> _The request_
State how many lines of the records contain the string "brick", treating case as significant. Give only the number.

** Start **

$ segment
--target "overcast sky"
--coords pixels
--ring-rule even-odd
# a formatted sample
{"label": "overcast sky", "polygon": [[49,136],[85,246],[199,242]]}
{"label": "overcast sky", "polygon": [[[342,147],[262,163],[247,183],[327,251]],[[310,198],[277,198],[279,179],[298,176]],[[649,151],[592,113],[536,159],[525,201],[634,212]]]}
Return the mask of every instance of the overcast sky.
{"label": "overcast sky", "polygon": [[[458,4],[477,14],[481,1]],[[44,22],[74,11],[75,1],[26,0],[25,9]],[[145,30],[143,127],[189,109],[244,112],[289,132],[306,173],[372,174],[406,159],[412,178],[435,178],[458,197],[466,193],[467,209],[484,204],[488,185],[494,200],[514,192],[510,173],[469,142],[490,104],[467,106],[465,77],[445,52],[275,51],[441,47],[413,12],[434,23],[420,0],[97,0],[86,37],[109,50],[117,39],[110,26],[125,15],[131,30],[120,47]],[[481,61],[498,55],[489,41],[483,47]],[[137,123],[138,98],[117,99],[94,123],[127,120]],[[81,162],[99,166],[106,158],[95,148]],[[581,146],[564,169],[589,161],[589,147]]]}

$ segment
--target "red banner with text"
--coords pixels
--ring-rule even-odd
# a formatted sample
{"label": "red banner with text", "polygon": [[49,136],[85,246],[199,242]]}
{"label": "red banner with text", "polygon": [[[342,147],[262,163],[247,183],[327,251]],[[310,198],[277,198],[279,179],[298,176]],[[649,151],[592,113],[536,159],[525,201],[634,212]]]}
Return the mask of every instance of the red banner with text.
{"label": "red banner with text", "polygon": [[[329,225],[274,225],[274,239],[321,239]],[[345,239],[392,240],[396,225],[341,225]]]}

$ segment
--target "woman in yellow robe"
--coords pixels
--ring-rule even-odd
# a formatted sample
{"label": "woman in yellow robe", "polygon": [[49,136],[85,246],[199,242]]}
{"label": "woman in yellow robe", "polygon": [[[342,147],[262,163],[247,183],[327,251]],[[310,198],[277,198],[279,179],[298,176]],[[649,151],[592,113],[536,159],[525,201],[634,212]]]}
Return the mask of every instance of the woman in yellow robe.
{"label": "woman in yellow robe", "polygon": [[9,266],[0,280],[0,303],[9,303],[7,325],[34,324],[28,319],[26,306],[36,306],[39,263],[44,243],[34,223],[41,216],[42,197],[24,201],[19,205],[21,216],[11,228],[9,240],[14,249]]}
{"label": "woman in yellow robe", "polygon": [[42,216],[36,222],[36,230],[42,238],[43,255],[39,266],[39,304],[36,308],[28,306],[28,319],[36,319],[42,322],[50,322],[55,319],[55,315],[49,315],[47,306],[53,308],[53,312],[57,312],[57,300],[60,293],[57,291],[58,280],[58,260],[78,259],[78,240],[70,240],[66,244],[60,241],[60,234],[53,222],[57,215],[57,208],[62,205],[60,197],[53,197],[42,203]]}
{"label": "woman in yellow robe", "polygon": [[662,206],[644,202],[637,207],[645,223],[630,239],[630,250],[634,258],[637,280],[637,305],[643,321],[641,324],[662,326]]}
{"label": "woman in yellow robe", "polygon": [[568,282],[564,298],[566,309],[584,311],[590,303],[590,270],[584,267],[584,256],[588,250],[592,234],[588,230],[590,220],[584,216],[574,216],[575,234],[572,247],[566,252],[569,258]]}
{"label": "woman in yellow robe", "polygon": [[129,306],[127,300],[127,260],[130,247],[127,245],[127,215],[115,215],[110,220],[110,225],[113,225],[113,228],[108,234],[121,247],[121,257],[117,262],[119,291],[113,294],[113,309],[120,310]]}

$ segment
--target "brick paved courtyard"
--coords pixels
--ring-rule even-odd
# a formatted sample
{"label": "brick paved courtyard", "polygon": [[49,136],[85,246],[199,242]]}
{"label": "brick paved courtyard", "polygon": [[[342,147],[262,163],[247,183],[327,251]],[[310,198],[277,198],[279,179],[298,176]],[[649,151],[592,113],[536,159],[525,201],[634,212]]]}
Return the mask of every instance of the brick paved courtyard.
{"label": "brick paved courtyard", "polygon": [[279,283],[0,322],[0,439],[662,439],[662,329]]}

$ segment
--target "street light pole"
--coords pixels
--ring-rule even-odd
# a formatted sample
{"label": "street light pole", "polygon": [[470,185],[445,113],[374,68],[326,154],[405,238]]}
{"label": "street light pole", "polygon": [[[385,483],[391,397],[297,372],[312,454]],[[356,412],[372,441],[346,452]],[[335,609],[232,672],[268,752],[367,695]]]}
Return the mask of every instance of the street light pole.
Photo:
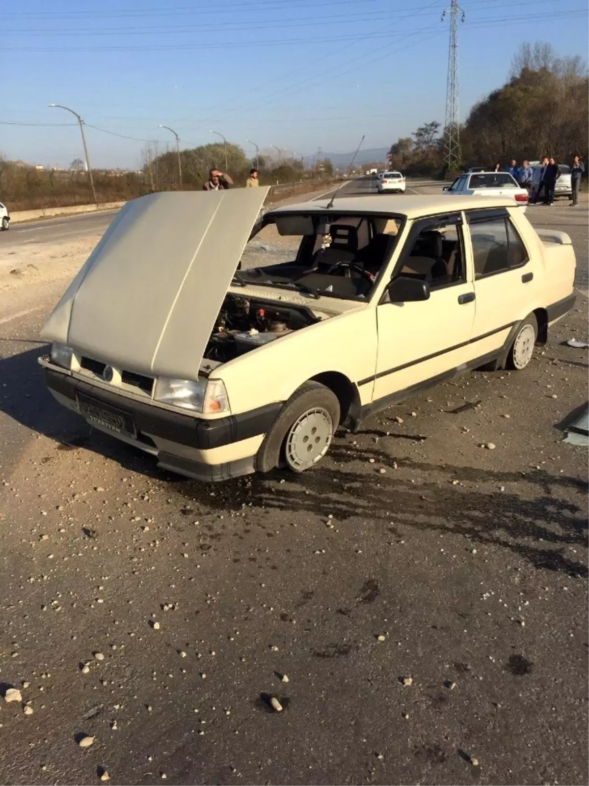
{"label": "street light pole", "polygon": [[94,200],[94,204],[98,204],[98,200],[96,196],[96,189],[94,188],[94,178],[92,177],[92,167],[90,167],[90,160],[88,157],[88,147],[86,144],[86,136],[84,134],[84,121],[82,119],[80,116],[77,112],[74,112],[73,109],[70,109],[69,107],[62,106],[61,104],[49,104],[50,107],[55,108],[57,109],[65,109],[66,112],[71,112],[72,115],[75,115],[78,123],[80,126],[80,131],[82,132],[82,144],[84,146],[84,156],[86,156],[86,169],[88,172],[88,178],[90,182],[90,188],[92,189],[92,198]]}
{"label": "street light pole", "polygon": [[174,134],[174,137],[176,137],[176,152],[177,153],[177,156],[178,156],[178,177],[180,178],[180,190],[181,191],[182,190],[182,162],[181,162],[181,160],[180,158],[180,137],[177,135],[177,134],[174,131],[174,130],[173,128],[170,128],[169,126],[163,126],[161,124],[161,123],[158,126],[158,128],[165,128],[166,131],[171,131],[172,134]]}
{"label": "street light pole", "polygon": [[221,137],[221,138],[223,140],[223,145],[225,146],[225,171],[226,172],[227,171],[227,140],[223,136],[223,134],[219,134],[218,131],[210,130],[210,131],[209,131],[209,134],[216,134],[218,137]]}
{"label": "street light pole", "polygon": [[259,169],[260,168],[260,156],[259,156],[259,149],[260,149],[258,147],[258,145],[256,145],[255,142],[253,142],[251,141],[251,139],[246,139],[246,141],[249,142],[250,145],[253,145],[254,147],[256,149],[256,169]]}

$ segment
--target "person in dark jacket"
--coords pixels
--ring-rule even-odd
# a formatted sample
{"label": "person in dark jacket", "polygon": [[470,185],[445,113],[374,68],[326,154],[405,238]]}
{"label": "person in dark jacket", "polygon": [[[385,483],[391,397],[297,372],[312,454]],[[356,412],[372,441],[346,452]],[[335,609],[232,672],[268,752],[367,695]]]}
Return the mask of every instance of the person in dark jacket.
{"label": "person in dark jacket", "polygon": [[540,200],[540,195],[542,193],[542,189],[544,189],[544,200],[546,200],[546,189],[544,184],[544,172],[546,171],[546,167],[548,166],[548,157],[544,156],[542,159],[542,167],[540,169],[540,179],[538,183],[538,188],[534,194],[534,204],[537,204]]}
{"label": "person in dark jacket", "polygon": [[218,169],[211,169],[209,172],[209,179],[203,186],[203,191],[225,191],[232,185],[233,181],[229,174],[219,171]]}
{"label": "person in dark jacket", "polygon": [[550,158],[548,165],[544,170],[544,193],[546,194],[544,204],[554,204],[554,189],[556,188],[556,181],[560,176],[561,171],[558,168],[558,164],[554,158]]}
{"label": "person in dark jacket", "polygon": [[573,190],[571,199],[573,200],[573,208],[579,204],[579,188],[581,185],[581,178],[584,174],[585,164],[578,156],[575,156],[573,160],[573,166],[571,167],[571,188]]}

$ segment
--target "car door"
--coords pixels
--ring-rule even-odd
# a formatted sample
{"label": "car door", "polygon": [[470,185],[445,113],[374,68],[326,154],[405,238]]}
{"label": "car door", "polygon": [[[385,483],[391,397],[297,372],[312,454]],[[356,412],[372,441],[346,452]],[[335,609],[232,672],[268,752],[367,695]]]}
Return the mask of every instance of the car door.
{"label": "car door", "polygon": [[456,178],[454,182],[452,184],[450,188],[448,189],[448,193],[461,193],[464,189],[464,185],[466,182],[466,176],[463,174],[459,178]]}
{"label": "car door", "polygon": [[415,222],[395,265],[401,276],[427,282],[430,297],[377,307],[379,347],[375,403],[401,400],[469,357],[474,286],[465,255],[462,213]]}
{"label": "car door", "polygon": [[472,343],[482,357],[502,347],[514,325],[533,310],[534,277],[529,252],[507,208],[466,215],[476,296]]}

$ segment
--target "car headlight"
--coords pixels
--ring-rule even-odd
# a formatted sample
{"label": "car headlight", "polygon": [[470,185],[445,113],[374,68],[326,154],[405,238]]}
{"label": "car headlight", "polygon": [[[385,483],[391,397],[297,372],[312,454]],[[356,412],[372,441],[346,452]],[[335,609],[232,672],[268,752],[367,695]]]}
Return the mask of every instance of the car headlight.
{"label": "car headlight", "polygon": [[153,398],[162,404],[180,406],[206,415],[229,411],[227,391],[221,380],[171,380],[160,376]]}
{"label": "car headlight", "polygon": [[74,351],[71,347],[66,347],[65,344],[53,342],[51,345],[49,357],[53,365],[60,365],[62,369],[67,369],[68,371],[71,370],[74,361]]}

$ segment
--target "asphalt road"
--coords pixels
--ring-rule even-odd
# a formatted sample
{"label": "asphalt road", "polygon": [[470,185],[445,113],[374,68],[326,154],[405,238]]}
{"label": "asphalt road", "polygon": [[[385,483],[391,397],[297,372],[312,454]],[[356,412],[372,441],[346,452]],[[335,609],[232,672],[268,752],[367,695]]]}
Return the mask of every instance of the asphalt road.
{"label": "asphalt road", "polygon": [[12,224],[8,232],[0,233],[0,253],[3,248],[21,243],[53,243],[86,233],[104,232],[116,212],[115,210],[107,210],[88,215]]}
{"label": "asphalt road", "polygon": [[589,783],[589,300],[521,373],[213,487],[53,402],[49,306],[0,324],[2,786]]}

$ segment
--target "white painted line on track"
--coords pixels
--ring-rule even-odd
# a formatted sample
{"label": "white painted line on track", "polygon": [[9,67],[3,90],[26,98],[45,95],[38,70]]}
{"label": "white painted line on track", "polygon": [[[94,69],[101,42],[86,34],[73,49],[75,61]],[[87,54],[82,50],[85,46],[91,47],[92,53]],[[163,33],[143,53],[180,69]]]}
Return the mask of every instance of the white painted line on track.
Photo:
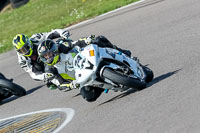
{"label": "white painted line on track", "polygon": [[96,18],[106,16],[106,15],[108,15],[108,14],[111,14],[111,13],[114,13],[114,12],[117,12],[117,11],[120,11],[120,10],[125,9],[125,8],[128,8],[128,7],[130,7],[130,6],[137,5],[137,4],[142,3],[142,2],[144,2],[144,1],[146,1],[146,0],[140,0],[140,1],[134,2],[134,3],[132,3],[132,4],[129,4],[129,5],[126,5],[126,6],[117,8],[117,9],[115,9],[115,10],[112,10],[112,11],[109,11],[109,12],[104,13],[104,14],[102,14],[102,15],[99,15],[99,16],[97,16],[97,17],[95,17],[95,18],[92,18],[92,19],[89,19],[89,20],[85,20],[85,21],[80,22],[80,23],[78,23],[78,24],[75,24],[75,25],[72,25],[72,26],[70,26],[70,27],[67,27],[67,28],[65,28],[65,30],[69,30],[69,29],[78,27],[78,26],[80,26],[80,25],[82,25],[82,24],[85,24],[85,23],[88,23],[88,22],[90,22],[90,21],[92,21],[92,20],[94,20],[94,19],[96,19]]}
{"label": "white painted line on track", "polygon": [[63,127],[65,127],[73,118],[75,111],[71,108],[54,108],[54,109],[46,109],[46,110],[41,110],[41,111],[35,111],[35,112],[30,112],[30,113],[26,113],[26,114],[21,114],[21,115],[16,115],[16,116],[12,116],[9,118],[5,118],[5,119],[0,119],[1,121],[6,121],[6,120],[10,120],[10,119],[14,119],[14,118],[18,118],[18,117],[23,117],[23,116],[28,116],[28,115],[33,115],[33,114],[37,114],[37,113],[44,113],[44,112],[64,112],[66,114],[66,119],[64,120],[64,122],[55,130],[53,131],[53,133],[58,133]]}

** End **

> _Finished exercise_
5